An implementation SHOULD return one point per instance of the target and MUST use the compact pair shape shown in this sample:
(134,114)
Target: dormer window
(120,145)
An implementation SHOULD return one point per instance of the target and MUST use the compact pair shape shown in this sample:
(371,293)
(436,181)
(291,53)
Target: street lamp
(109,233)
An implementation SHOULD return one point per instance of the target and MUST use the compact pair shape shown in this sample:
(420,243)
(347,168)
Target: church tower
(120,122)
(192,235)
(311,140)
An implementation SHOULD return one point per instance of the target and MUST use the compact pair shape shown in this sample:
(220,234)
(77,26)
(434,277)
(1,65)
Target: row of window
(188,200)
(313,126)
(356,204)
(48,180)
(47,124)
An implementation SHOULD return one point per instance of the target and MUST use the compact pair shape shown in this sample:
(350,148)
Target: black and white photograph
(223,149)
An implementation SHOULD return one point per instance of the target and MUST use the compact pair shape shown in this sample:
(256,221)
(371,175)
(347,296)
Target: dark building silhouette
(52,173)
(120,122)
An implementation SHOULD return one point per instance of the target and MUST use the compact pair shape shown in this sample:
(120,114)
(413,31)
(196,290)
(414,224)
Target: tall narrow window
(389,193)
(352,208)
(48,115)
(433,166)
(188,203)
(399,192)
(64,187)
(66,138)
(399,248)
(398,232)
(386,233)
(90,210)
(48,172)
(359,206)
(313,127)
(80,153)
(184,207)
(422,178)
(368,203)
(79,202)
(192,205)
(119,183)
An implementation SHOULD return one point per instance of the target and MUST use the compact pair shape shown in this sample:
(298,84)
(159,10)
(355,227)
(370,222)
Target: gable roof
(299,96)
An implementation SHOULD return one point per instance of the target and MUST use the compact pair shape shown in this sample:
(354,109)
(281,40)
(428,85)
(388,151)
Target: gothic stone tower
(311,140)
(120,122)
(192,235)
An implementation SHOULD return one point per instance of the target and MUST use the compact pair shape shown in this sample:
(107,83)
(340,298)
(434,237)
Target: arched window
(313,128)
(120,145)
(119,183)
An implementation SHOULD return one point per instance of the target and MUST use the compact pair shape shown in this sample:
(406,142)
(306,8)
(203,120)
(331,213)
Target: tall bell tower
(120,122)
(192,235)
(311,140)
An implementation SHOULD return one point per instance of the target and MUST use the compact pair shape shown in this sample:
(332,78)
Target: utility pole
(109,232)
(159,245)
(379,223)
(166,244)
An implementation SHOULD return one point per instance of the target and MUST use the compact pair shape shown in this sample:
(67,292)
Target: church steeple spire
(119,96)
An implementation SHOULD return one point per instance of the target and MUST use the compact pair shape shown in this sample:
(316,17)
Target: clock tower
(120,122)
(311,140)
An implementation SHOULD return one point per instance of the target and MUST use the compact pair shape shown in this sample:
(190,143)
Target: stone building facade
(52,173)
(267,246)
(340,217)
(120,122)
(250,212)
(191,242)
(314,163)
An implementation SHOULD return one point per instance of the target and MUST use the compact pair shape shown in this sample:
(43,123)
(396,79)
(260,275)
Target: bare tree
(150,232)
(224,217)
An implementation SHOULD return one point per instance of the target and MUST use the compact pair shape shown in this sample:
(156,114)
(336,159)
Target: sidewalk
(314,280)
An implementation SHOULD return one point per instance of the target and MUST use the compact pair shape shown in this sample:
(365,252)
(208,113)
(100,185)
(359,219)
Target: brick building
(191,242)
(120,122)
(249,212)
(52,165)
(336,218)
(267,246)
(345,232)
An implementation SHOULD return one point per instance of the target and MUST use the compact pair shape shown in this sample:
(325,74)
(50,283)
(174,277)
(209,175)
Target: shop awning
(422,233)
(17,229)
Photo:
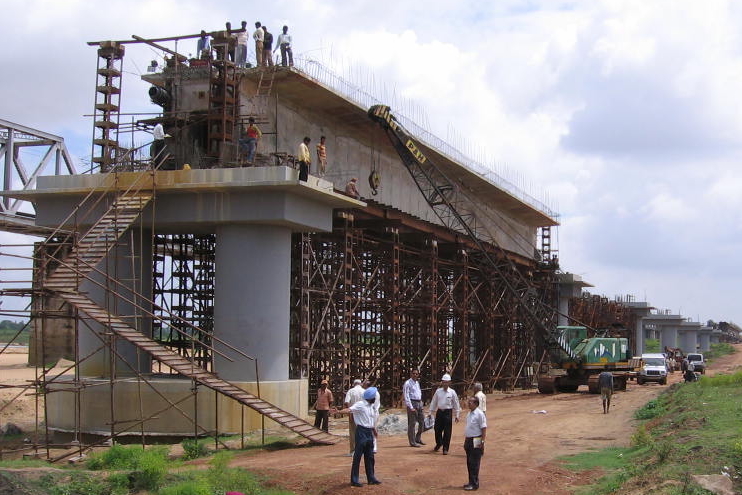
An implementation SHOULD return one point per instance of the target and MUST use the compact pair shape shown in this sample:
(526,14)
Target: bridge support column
(251,300)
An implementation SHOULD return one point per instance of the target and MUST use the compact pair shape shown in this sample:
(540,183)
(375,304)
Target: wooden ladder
(92,248)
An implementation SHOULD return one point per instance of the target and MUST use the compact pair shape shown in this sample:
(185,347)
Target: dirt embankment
(523,444)
(527,433)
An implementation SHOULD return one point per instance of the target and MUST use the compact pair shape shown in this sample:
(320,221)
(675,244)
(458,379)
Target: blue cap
(369,393)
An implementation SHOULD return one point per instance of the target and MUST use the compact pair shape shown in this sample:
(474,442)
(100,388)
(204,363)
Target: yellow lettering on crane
(415,152)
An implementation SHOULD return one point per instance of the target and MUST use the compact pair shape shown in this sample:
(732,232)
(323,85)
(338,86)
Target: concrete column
(639,333)
(130,264)
(562,319)
(688,340)
(251,300)
(668,336)
(704,339)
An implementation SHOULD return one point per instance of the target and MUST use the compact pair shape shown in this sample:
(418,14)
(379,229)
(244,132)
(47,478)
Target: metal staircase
(81,261)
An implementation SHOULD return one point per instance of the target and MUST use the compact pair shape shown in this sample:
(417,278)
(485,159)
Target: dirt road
(522,447)
(523,444)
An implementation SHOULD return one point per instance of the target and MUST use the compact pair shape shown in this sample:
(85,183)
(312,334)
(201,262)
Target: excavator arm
(456,212)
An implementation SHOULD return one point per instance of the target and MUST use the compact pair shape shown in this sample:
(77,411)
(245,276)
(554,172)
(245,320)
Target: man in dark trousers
(365,416)
(474,433)
(413,400)
(445,405)
(605,385)
(305,159)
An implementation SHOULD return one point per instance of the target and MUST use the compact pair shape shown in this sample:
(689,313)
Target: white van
(654,369)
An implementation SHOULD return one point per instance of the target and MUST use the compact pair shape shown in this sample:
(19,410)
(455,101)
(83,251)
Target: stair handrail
(153,315)
(102,192)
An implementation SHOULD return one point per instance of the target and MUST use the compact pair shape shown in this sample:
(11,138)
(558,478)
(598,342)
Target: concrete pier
(252,212)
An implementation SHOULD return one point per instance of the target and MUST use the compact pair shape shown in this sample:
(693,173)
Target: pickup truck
(699,365)
(654,369)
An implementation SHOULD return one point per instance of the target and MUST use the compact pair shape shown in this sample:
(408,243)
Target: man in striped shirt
(413,400)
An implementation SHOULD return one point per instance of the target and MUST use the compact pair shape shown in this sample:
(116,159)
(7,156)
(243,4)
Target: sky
(625,116)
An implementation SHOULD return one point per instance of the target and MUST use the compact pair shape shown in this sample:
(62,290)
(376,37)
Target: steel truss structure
(384,293)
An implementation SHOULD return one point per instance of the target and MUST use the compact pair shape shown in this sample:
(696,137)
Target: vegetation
(9,330)
(651,345)
(718,350)
(692,428)
(124,470)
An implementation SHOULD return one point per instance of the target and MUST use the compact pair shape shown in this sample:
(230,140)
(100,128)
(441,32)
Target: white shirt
(354,395)
(482,400)
(445,399)
(475,421)
(364,414)
(304,155)
(411,391)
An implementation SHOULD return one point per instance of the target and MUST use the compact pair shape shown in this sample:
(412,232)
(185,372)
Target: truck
(593,355)
(653,369)
(696,359)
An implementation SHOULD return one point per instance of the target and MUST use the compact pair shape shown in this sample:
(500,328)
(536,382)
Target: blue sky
(626,114)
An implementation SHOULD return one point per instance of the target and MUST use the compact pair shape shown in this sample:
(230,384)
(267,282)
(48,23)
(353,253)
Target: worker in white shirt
(365,416)
(353,395)
(445,405)
(480,395)
(284,43)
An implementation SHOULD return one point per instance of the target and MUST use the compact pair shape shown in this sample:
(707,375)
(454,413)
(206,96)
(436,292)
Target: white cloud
(627,112)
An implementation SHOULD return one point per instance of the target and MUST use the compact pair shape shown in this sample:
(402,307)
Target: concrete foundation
(212,411)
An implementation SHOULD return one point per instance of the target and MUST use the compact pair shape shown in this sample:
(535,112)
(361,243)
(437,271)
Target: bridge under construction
(198,292)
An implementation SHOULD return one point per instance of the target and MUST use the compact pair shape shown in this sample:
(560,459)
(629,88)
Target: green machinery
(591,356)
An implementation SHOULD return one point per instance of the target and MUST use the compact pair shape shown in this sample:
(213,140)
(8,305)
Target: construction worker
(284,43)
(605,385)
(305,159)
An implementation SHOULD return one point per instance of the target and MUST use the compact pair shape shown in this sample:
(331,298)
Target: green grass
(651,345)
(123,470)
(691,428)
(9,329)
(718,350)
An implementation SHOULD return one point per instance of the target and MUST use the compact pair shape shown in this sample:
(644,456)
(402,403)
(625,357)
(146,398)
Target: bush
(193,449)
(193,487)
(650,410)
(148,467)
(641,438)
(150,470)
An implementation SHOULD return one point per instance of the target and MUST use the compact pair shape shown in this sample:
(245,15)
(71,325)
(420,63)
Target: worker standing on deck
(242,46)
(267,48)
(305,159)
(203,46)
(284,43)
(321,157)
(474,434)
(351,189)
(605,385)
(413,399)
(258,37)
(480,396)
(445,405)
(252,135)
(365,415)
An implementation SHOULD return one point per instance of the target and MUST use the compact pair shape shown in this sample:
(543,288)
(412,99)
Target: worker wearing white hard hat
(445,405)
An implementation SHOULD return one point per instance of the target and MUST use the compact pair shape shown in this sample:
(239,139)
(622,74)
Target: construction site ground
(528,433)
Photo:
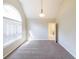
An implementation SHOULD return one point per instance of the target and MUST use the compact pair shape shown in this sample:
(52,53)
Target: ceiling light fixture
(42,13)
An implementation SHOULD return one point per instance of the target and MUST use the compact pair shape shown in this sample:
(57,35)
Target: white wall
(67,26)
(9,48)
(39,28)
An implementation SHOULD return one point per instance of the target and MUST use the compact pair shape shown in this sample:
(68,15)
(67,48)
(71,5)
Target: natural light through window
(12,24)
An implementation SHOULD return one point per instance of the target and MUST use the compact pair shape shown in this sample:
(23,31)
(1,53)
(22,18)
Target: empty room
(39,29)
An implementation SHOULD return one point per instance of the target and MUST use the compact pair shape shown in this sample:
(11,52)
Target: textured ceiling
(32,8)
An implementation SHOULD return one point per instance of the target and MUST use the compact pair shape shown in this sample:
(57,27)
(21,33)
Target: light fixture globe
(42,15)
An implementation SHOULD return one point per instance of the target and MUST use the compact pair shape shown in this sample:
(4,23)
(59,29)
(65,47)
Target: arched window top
(11,12)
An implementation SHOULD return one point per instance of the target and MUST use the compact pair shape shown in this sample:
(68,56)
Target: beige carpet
(40,49)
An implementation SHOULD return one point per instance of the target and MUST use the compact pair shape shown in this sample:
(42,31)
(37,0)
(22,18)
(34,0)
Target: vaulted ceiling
(32,8)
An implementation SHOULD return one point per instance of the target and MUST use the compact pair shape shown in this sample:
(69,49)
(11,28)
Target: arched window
(12,24)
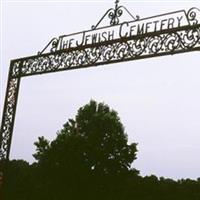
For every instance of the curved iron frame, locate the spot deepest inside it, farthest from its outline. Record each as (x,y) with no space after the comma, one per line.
(169,42)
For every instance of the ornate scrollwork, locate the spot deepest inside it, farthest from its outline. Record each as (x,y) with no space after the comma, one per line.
(115,51)
(138,47)
(193,16)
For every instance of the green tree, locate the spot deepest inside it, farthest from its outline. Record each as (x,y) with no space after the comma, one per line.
(90,153)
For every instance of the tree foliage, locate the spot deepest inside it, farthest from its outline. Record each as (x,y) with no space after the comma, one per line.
(90,159)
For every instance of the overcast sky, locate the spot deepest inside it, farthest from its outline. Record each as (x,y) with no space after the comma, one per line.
(158,99)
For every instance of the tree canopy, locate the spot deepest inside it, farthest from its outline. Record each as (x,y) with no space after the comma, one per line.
(90,150)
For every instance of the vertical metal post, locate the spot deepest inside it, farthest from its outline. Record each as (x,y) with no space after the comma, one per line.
(8,119)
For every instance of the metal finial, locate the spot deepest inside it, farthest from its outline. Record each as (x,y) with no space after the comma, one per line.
(114,14)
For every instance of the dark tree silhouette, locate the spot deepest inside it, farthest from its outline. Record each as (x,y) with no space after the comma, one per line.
(89,156)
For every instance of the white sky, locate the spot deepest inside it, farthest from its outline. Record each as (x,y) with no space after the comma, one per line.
(157,99)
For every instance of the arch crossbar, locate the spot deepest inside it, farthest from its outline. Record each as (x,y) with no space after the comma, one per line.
(167,42)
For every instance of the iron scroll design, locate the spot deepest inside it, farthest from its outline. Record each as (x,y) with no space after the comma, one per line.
(148,45)
(193,18)
(169,42)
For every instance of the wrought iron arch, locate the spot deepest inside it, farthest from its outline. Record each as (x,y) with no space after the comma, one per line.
(159,43)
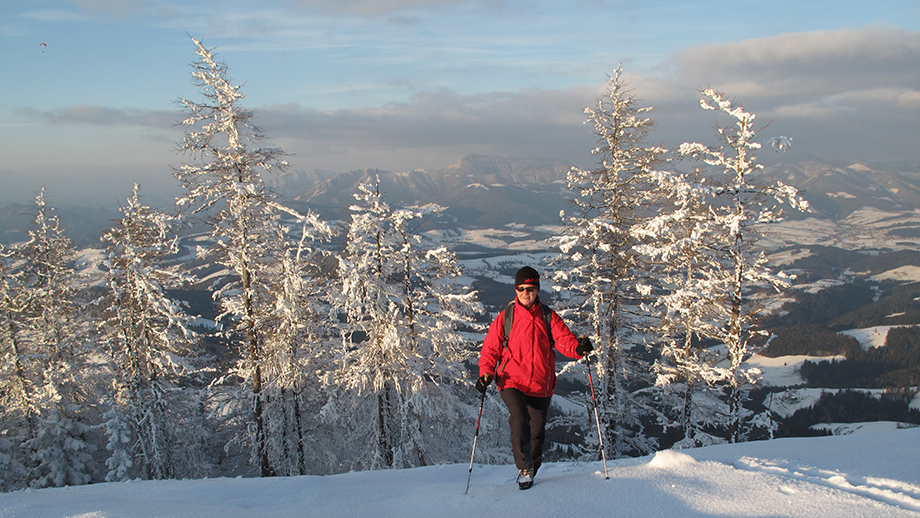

**WORK TO COMPLETE**
Count the lines in the items above that contain the word "light". Reply with only the number.

**OUTPUT FOR THIS EXERCISE**
3